> **Your instructions**
Each line of the listing below that includes "instance" must be copied.

> **Input data**
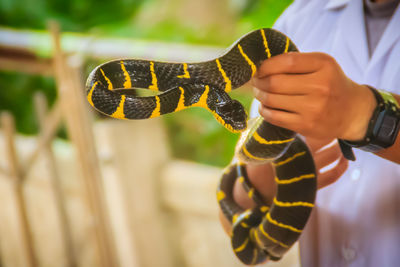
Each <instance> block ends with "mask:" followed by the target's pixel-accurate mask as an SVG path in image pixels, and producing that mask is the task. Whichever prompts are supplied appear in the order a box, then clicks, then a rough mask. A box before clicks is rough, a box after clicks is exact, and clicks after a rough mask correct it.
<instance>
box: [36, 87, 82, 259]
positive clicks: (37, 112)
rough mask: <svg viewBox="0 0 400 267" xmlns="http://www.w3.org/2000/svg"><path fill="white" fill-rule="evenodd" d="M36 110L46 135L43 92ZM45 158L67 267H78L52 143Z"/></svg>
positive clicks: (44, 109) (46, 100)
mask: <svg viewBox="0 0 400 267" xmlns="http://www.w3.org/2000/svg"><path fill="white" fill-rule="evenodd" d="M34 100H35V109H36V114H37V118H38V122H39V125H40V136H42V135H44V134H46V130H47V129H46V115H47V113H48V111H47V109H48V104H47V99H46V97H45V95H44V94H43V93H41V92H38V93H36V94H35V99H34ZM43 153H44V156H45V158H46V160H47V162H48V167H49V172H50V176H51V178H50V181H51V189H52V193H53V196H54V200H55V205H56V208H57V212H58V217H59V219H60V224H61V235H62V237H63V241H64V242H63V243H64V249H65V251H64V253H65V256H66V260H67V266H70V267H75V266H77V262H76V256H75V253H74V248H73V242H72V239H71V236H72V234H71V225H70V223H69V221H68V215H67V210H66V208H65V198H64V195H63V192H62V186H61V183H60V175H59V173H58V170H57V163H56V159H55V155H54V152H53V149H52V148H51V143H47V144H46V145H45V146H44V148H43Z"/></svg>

==

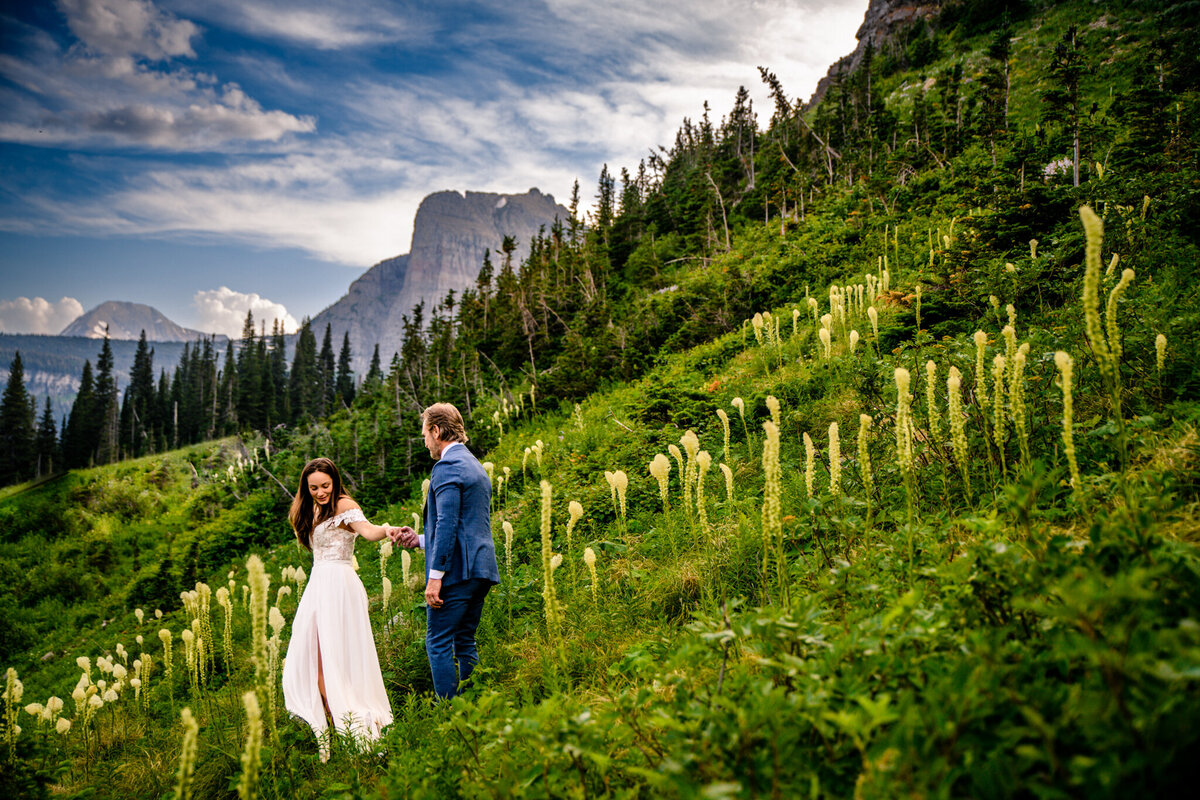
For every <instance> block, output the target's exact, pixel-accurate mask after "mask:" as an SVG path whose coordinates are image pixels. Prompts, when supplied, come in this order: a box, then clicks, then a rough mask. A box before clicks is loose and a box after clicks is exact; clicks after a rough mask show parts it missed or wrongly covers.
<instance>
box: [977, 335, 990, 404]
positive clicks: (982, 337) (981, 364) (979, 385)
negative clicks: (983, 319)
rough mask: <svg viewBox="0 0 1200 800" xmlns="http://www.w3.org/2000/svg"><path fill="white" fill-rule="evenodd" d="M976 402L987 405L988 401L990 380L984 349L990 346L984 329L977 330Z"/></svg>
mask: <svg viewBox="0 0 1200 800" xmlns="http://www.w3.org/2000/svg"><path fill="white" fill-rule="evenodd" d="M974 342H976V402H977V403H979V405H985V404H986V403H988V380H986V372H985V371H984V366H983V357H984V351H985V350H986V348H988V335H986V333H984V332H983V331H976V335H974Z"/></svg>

> **Answer section**
Each <instance> block ends with "mask:" followed by the target's pixel-accurate mask as an SVG path in image pixels, and producing that mask is the task. Whichever prompts are supplied appear in the order a box, then clicks, then a rough mask. A box before clicks is rough, a box after clicks is exact, and clicks after a rough mask correct it.
<instance>
For every <instance> block, output the target's exact, pixel-accurate mask after "mask:" as an SVG path whose coordinates are image pixels. Prompts, when supplied, come in this order: a box, then clicks, then a rough mask. A box before clicks is loose and a box after clicks is exact; clicks after a rough mask show parts it missed or wrongly covers.
<instance>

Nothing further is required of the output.